▶ **読解用抜粋**
差異と光のコンチェルト:差異と光の相補性

不連続的差異論から、生成のシステムを、これまでよりもさらに緻密に考察していこう。
 イデア界には、複数多数の、多種多様な不連続的差異が分布しているとしよう。そして、不連続的差異とは、それぞれ、知即存在というイデアであり、絶対的存在である。そして、それらは、境界によって区分されていると言える。しかし、境界(「光」)を介して、差異同士が連結するのである(いわば、「光」回線か)。すなわち、イデア界にいわばアットランダムに分布していた差異は、連結により、一種連続的な共立性(共立態)を形成する。しかし、ここにおいても、不連続的差異の不連続性は存している。とまれ、この共立態において、複数の差異が連結しているのである。記号化して、明快にしよう。


A. 差異1/差異2/差異3/・・・/差異n (イデア界)

         ↓


B. 差異1・差異2・差異3・・・・・差異n (イデア界/メディア界)


(差異とは不連続的差異のことである。)


AからBへの移行はイデア界で為されると考えることもできるが、メディア界で為されると見ることもできるだろう。これは、イデア界とメディア界の境界であるイデア面で生起すると考えられる。

▶ **与えられた情報**
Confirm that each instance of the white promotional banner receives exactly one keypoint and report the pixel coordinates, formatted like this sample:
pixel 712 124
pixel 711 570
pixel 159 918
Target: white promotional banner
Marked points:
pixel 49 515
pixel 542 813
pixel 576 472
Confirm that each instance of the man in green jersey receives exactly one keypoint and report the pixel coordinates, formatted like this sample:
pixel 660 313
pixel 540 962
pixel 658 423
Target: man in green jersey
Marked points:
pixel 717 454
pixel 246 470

--

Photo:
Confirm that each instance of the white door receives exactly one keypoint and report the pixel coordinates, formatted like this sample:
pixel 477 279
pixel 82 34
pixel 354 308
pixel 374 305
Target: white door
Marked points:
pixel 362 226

▶ **課題の指示**
1. 抜粋によれば、イデア界に分布する不連続的差異は何によって区分されていますか?
2. 抜粋の「不連続的差異論から、生成のシステムを、これまでよりもさらに緻密に考察していこう。」から「A. 差異1/差異2/差異3/・・・/差異n (イデア界)」までのすべてを、「共立態」を「共立状態」に改めて書き直してください。

▶ **各課題の解答**
1. 境界によって区分されています。

2.
不連続的差異論から、生成のシステムを、これまでよりもさらに緻密に考察していこう。
 イデア界には、複数多数の、多種多様な不連続的差異が分布しているとしよう。そして、不連続的差異とは、それぞれ、知即存在というイデアであり、絶対的存在である。そして、それらは、境界によって区分されていると言える。しかし、境界(「光」)を介して、差異同士が連結するのである(いわば、「光」回線か)。すなわち、イデア界にいわばアットランダムに分布していた差異は、連結により、一種連続的な共立性(共立状態)を形成する。しかし、ここにおいても、不連続的差異の不連続性は存している。とまれ、この共立状態において、複数の差異が連結しているのである。記号化して、明快にしよう。


A. 差異1/差異2/差異3/・・・/差異n (イデア界)